#### DOCUMENT SECTION ####

Find out what extra steps firefighters took to make sure this fire didn’t burn down the entire apartment building …
SE 122nd Avenue traffic slows to a crawl, as Portland Fire & Rescue rigs pull up to begin fighting an apartment building fire.
Story and photos by David F. Ashton
Most fire calls come into the 9-1-1 Center. But, in the early evening hours of February 4, the alarm was sounded in person – when a man pounded on the door of Portland Fire & Rescue (PF&R) Station 7 at about 7:39 p.m.
“The apartments are on fire,” was the message the distraught and out-of-breath man delivered – referring to the El Moro Apartments at 2016 SE 122nd Avenue, about five blocks south of the fire station.
From inside the burning unit, and on the roof, crews from multiple stations attack the fire.
“As firefighters arrived on scene,” PF&R Public Information Officer Anthony Schaffer told East Portland News, “they saw smoke coming from the back of one of the single-story units – and that unit was fully involved in fire.”
Firefighters determined that everyone had safely evacuated, Schaffer added, although there was an initial concern that a blind person might have been trapped in one of the apartments.
From inside the burning unit, firefighters attacked the blaze. “As they began to pull ceiling down, firefighters saw that fire was racing through a common attic – it’s open the entire length of the building. That’s something we see in older apartment buildings out here.”
Completing their “trench cut”, firefighters work swiftly to keep the fire from spreading overhead through the common attic to other apartments.
Because the strong east winds kept whipping up the fire, and blowing in through attic block holes, the Incident Commander called for a second alarm at 7:49 p.m., bringing additional resources, firefighters, and apparatus to the scene.

#### DATASET EXCERPTS ####

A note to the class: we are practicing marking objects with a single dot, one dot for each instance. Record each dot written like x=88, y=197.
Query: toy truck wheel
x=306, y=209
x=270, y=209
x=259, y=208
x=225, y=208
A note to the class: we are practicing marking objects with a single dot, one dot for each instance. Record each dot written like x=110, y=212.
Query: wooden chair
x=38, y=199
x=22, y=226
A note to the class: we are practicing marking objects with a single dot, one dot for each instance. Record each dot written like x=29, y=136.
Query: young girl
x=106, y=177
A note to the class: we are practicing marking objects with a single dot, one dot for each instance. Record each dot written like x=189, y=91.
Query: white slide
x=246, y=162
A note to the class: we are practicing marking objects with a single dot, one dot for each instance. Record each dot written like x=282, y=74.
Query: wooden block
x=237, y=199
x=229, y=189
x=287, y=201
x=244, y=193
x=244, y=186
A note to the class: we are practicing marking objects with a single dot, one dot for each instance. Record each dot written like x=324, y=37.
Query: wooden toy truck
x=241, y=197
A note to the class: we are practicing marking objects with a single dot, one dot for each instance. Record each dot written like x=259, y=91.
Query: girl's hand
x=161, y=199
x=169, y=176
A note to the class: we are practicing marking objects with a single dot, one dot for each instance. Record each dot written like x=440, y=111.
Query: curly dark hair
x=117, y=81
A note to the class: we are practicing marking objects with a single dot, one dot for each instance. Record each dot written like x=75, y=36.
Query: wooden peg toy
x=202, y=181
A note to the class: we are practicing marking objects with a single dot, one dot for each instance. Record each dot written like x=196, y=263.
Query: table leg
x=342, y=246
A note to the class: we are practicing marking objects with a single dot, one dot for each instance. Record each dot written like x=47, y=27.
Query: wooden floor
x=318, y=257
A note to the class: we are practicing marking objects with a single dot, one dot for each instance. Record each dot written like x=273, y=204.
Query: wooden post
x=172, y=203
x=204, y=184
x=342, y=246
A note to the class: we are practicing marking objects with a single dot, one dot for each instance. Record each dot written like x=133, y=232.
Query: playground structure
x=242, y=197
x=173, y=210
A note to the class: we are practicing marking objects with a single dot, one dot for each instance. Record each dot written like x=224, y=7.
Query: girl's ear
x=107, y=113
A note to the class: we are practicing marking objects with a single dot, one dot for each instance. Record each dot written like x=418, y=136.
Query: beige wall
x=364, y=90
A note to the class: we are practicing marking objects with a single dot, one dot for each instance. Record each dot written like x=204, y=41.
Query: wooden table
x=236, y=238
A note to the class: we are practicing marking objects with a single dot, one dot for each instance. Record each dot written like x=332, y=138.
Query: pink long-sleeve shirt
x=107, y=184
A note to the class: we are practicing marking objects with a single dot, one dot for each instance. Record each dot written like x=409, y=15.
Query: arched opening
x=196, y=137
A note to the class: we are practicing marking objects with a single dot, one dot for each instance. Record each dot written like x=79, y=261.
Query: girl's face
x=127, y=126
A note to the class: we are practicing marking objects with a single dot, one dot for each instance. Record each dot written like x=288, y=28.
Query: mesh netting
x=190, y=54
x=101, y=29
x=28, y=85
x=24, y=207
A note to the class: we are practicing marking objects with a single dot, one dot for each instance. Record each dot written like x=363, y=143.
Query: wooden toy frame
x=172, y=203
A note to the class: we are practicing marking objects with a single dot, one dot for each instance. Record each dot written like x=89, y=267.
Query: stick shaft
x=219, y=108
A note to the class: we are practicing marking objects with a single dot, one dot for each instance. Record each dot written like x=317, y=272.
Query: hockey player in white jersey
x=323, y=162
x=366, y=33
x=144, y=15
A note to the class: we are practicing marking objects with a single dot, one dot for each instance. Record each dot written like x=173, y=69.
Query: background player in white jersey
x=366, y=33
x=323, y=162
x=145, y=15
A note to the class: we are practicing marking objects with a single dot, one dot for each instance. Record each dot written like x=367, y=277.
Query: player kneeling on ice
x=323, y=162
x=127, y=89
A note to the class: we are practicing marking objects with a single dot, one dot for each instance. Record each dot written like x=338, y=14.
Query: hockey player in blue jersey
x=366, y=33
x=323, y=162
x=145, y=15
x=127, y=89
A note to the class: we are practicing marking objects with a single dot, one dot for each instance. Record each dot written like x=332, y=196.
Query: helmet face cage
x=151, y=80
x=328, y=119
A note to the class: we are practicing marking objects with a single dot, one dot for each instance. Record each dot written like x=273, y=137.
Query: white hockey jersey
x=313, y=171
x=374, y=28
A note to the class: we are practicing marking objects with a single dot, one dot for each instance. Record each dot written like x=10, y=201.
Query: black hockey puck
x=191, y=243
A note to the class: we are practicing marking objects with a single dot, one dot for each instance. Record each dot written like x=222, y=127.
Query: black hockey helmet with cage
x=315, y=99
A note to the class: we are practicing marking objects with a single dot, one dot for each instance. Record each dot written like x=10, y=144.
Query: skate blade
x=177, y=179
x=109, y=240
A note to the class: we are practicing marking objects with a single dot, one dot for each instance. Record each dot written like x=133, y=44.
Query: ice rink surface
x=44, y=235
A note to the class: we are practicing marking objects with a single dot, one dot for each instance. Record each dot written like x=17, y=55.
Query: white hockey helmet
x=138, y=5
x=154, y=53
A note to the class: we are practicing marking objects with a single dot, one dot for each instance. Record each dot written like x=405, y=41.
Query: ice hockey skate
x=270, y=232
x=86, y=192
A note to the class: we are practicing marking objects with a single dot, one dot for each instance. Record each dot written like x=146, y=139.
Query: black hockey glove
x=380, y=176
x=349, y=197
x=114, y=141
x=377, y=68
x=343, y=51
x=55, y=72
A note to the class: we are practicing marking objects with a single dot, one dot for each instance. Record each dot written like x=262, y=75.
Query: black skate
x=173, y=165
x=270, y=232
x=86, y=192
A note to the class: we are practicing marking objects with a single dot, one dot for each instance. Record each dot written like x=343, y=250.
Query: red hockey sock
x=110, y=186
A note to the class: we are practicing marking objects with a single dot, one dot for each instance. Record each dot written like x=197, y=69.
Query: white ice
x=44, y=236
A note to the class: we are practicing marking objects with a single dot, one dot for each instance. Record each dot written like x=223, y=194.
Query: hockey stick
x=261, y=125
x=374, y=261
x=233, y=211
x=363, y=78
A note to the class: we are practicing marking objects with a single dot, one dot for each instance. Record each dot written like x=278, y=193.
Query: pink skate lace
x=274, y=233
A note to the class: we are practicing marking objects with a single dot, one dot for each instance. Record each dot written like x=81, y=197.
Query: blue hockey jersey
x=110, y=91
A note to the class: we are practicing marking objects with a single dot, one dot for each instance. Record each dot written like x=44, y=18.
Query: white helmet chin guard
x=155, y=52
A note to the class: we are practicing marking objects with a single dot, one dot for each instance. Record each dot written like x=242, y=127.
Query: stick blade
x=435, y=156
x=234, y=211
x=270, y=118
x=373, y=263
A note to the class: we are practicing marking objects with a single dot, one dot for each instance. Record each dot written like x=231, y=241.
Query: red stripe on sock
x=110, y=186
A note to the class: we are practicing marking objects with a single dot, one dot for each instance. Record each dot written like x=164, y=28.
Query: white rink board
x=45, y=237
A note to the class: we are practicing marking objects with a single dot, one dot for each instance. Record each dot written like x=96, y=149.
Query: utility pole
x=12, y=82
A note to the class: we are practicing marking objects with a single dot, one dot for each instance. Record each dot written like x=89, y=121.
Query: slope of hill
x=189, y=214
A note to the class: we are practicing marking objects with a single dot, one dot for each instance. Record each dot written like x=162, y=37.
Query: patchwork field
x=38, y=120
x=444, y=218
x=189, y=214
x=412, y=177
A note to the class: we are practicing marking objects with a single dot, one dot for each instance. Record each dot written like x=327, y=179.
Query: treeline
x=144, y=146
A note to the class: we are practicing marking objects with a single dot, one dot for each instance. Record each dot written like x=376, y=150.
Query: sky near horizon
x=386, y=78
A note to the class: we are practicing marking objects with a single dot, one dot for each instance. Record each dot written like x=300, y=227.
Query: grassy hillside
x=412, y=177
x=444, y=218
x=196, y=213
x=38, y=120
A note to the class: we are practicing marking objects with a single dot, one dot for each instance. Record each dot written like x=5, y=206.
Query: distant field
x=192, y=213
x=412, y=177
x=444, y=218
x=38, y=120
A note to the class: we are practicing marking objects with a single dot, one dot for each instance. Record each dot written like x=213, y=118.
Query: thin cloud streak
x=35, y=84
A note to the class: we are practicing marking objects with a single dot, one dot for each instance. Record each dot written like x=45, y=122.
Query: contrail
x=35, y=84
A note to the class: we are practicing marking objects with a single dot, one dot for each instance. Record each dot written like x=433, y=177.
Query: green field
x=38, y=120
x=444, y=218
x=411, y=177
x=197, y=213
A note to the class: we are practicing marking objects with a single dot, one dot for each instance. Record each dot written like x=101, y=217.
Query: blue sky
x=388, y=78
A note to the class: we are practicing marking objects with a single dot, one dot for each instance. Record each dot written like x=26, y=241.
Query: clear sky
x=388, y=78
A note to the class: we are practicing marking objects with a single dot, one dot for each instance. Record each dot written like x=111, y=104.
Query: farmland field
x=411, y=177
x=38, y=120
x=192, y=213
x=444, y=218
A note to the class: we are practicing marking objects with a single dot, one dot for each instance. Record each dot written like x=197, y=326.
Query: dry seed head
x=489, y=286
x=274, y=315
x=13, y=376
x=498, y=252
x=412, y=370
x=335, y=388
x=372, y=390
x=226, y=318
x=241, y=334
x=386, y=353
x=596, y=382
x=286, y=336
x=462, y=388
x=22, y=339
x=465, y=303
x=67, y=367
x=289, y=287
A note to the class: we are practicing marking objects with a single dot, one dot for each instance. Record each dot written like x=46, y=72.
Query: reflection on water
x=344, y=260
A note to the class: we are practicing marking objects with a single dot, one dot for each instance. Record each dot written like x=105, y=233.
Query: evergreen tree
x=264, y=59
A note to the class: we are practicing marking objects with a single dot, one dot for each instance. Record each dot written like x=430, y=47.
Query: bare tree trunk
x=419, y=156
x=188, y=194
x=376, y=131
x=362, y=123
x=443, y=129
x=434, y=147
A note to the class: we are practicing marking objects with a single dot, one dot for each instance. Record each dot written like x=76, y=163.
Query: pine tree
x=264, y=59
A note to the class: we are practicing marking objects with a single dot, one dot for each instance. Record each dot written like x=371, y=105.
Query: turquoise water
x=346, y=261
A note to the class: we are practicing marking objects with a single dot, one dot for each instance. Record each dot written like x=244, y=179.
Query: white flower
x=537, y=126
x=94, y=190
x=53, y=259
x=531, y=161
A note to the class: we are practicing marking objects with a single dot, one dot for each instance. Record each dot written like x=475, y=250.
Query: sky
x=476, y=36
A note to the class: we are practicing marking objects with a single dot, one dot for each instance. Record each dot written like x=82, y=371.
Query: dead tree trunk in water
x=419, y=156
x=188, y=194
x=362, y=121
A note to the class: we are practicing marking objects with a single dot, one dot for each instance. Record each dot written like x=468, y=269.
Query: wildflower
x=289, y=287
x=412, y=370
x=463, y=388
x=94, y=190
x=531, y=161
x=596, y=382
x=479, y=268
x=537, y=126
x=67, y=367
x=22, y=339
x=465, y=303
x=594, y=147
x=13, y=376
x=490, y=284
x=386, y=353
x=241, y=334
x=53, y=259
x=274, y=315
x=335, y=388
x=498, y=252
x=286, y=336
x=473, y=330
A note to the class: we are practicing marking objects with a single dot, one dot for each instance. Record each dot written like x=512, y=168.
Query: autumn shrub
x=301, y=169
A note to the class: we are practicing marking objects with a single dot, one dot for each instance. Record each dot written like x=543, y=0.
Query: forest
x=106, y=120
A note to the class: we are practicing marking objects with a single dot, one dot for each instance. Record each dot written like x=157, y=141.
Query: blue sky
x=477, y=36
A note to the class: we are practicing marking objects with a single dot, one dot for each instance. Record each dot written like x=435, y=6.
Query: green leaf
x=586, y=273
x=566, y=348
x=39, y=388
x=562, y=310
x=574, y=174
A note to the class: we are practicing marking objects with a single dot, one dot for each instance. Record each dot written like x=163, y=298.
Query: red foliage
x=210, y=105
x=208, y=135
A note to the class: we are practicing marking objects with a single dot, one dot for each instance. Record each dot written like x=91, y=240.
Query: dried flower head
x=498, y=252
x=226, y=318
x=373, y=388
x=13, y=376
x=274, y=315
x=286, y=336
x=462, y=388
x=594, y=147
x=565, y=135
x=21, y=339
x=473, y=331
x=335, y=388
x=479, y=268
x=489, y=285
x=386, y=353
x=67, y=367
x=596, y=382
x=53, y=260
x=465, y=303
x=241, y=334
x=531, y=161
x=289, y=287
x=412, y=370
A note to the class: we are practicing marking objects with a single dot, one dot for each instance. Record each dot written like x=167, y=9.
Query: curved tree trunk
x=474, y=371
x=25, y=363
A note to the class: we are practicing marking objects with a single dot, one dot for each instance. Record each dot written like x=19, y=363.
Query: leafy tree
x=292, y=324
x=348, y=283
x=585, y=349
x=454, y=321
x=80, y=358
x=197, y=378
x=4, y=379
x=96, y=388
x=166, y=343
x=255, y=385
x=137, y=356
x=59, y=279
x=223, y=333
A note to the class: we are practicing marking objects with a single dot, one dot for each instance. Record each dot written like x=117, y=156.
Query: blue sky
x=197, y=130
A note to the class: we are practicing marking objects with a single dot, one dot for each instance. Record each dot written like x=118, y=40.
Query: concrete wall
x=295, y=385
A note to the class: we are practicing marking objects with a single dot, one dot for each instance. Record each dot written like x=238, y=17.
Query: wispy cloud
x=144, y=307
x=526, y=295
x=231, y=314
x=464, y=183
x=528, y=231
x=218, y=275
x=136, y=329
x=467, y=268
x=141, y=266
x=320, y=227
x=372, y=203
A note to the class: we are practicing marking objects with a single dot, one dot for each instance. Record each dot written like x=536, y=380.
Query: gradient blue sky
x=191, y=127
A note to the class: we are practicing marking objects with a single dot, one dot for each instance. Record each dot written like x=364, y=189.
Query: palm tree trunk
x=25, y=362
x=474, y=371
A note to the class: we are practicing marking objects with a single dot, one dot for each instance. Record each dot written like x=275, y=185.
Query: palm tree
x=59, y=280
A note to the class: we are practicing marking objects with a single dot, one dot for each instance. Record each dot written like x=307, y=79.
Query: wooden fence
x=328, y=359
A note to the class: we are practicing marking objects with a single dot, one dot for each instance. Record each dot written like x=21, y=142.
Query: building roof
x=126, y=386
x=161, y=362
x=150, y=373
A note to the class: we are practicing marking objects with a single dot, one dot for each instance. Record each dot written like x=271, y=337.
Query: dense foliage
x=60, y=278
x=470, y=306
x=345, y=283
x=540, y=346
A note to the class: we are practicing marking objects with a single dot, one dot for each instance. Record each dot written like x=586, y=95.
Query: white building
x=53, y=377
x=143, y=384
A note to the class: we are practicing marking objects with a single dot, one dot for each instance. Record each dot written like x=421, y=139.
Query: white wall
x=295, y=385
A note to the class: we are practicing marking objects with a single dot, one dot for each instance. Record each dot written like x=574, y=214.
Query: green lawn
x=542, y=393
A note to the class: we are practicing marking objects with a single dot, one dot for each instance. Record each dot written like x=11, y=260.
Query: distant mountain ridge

####

Continue the news story about the apartment building fire on SE 122nd Avenue, starting right after its last sentence.

Schaffer pointed out to us the firefighters who were cutting a wide, rectangular hole in the roof. “They’re making a ‘trench cut’. This is a cut from the roof peak, all the way to the gutter line, so that we can get the fire to escape through the opening, and not spread [across the attic].”
A strong stream of water, shot into the attic space through the trench cut by this firefighter, causes the building’s insulation to splash out and onto the rooftop.
The technique was successful. The fire was brought under control at 8:15 p.m.
“An elderly woman was treated at the scene by Portland firefighter-paramedics for smoke inhalation, but did not require transport to a hospital,” Schaffer said. “A Tri-Met bus was brought in to shelter evacuees, and to keep them warm, and the Red Cross is on-scene assisting two residents to find alternate housing.”
A firefighter tosses a shovel-full of “overhaul” – ember-hiding debris – from the now charred apartment, which was damaged by “careless smoking”.
The following day, Schaffer said that a PF&R Fire Investigator determined that the fire was caused by “careless smoking”. Damage is estimated at $100,000.